YOUR INSTRUCTIONS: Your answer should consist of the lines in the data below that contain "hair".

Data items
⁂

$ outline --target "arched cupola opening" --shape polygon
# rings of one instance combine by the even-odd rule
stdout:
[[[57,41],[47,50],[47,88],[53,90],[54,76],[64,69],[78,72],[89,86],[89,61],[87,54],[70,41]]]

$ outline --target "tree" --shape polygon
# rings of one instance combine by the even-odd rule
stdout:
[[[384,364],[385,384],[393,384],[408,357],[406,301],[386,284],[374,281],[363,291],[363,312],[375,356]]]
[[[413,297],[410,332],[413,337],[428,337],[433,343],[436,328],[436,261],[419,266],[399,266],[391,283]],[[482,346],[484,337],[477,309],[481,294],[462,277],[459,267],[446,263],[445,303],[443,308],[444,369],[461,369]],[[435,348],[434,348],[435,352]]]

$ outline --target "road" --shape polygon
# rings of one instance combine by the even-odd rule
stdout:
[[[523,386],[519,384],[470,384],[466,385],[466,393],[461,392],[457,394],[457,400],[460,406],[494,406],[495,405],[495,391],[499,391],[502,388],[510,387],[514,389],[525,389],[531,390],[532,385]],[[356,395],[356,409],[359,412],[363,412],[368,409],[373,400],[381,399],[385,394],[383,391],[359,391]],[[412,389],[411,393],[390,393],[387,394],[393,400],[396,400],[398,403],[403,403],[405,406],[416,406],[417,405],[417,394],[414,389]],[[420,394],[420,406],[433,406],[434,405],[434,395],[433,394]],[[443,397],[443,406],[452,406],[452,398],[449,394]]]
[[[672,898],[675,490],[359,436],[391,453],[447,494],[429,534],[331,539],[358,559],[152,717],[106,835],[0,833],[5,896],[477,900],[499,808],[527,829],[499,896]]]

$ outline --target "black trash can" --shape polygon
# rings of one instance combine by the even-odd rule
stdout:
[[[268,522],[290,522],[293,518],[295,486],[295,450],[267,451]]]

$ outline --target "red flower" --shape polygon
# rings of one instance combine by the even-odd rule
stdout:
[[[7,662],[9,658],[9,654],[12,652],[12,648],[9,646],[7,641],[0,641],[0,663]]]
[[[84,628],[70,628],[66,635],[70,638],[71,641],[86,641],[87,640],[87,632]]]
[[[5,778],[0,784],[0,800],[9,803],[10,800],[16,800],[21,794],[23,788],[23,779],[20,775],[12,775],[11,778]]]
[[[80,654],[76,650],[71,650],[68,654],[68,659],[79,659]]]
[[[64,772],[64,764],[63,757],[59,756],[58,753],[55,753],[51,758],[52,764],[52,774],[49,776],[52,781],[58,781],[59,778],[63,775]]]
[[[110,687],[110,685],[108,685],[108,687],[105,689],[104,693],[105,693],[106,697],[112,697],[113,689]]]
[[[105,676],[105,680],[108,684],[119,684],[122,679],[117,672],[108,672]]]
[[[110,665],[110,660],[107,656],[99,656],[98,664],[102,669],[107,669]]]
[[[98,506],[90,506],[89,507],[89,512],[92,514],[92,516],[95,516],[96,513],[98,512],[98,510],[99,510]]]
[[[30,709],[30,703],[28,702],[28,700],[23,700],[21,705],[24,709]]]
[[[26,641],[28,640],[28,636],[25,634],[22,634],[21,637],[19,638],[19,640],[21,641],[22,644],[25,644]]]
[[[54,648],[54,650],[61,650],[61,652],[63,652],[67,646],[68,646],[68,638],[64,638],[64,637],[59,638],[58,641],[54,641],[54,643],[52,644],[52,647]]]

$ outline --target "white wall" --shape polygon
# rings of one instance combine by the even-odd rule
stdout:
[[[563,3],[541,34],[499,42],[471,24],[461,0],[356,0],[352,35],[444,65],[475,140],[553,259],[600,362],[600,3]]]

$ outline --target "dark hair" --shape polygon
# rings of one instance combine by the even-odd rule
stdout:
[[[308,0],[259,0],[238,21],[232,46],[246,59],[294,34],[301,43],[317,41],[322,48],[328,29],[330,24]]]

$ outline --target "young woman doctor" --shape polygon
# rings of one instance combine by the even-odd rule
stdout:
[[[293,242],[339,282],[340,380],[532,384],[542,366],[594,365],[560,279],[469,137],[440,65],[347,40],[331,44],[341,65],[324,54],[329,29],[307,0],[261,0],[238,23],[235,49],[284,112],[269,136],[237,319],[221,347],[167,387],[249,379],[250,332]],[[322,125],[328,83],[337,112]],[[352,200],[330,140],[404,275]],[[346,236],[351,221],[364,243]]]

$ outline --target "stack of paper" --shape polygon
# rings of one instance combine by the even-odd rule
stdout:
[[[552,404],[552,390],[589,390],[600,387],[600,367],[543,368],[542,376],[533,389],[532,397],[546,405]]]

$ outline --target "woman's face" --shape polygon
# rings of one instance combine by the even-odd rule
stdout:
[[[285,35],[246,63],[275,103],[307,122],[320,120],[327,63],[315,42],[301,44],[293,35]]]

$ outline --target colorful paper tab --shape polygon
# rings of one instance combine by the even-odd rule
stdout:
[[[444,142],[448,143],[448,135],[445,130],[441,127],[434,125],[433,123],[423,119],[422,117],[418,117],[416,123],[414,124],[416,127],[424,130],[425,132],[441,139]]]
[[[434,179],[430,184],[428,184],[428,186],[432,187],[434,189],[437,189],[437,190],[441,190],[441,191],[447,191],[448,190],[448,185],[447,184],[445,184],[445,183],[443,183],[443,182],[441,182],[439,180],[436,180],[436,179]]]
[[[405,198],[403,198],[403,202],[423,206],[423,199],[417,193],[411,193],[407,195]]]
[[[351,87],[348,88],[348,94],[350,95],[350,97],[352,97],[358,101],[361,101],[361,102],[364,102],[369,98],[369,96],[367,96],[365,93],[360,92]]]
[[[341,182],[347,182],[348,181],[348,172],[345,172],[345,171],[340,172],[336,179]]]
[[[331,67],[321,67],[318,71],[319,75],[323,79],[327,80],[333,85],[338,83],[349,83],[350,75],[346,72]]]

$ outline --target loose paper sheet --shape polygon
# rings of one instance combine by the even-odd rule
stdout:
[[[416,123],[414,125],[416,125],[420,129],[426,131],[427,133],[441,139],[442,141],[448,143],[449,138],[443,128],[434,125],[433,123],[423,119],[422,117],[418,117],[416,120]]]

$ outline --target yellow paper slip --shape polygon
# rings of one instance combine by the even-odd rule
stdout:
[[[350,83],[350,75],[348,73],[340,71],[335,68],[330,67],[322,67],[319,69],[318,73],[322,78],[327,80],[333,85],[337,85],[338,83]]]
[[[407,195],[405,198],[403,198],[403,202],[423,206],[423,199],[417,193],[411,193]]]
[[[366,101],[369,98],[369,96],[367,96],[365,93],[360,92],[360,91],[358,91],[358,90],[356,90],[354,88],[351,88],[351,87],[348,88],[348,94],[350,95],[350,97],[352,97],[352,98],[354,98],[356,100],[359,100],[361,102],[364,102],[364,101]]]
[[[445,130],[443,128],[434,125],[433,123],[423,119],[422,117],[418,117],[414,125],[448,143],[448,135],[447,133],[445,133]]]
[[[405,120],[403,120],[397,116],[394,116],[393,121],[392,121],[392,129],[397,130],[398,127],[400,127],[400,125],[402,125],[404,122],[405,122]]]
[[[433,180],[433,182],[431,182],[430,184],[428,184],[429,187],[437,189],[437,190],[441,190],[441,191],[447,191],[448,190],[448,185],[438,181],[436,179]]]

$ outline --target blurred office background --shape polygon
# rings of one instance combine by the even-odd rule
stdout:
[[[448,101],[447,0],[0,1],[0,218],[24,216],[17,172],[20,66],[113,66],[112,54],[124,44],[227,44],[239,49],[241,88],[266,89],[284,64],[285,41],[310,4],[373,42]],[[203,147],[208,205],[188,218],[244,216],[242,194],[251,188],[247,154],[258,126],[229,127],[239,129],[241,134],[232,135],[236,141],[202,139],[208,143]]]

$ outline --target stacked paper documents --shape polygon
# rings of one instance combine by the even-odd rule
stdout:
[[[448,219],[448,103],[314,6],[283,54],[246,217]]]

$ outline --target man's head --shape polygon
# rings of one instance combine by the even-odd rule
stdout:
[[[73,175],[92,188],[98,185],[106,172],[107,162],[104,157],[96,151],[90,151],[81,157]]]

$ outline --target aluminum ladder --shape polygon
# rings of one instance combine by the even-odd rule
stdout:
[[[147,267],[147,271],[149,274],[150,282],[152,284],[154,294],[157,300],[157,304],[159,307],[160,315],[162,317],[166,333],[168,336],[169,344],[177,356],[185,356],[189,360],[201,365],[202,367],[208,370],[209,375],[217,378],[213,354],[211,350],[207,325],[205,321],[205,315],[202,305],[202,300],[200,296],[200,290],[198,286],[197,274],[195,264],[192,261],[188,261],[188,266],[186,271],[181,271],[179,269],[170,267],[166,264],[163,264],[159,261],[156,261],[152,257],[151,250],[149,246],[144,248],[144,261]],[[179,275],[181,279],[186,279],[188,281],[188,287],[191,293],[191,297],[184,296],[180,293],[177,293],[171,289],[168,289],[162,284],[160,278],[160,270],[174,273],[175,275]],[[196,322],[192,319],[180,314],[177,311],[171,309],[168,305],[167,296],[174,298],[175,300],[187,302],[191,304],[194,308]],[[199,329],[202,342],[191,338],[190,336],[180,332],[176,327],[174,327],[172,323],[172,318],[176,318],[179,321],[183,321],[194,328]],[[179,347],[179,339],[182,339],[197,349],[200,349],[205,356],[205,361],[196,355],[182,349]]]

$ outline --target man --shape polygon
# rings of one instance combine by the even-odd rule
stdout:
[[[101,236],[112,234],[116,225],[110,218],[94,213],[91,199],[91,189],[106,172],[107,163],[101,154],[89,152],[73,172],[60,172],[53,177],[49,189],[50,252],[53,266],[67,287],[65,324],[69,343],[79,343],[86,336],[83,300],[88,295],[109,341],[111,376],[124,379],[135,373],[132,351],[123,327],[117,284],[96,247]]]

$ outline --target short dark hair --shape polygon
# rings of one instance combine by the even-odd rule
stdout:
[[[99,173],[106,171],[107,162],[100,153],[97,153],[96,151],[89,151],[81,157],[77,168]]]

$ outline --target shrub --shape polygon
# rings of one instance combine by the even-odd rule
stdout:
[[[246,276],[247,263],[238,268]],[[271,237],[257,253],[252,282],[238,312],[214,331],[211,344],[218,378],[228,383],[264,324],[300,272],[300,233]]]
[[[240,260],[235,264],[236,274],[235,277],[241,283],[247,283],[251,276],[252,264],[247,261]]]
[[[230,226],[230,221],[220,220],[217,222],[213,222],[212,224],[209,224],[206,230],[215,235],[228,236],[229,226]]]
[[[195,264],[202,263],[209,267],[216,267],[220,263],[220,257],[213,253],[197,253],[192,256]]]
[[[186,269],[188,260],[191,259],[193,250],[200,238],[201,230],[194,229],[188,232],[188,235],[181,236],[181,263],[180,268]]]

⁂

ANSWER:
$ outline --target "dark hair" --shape polygon
$ outline --target short dark hair --shape polygon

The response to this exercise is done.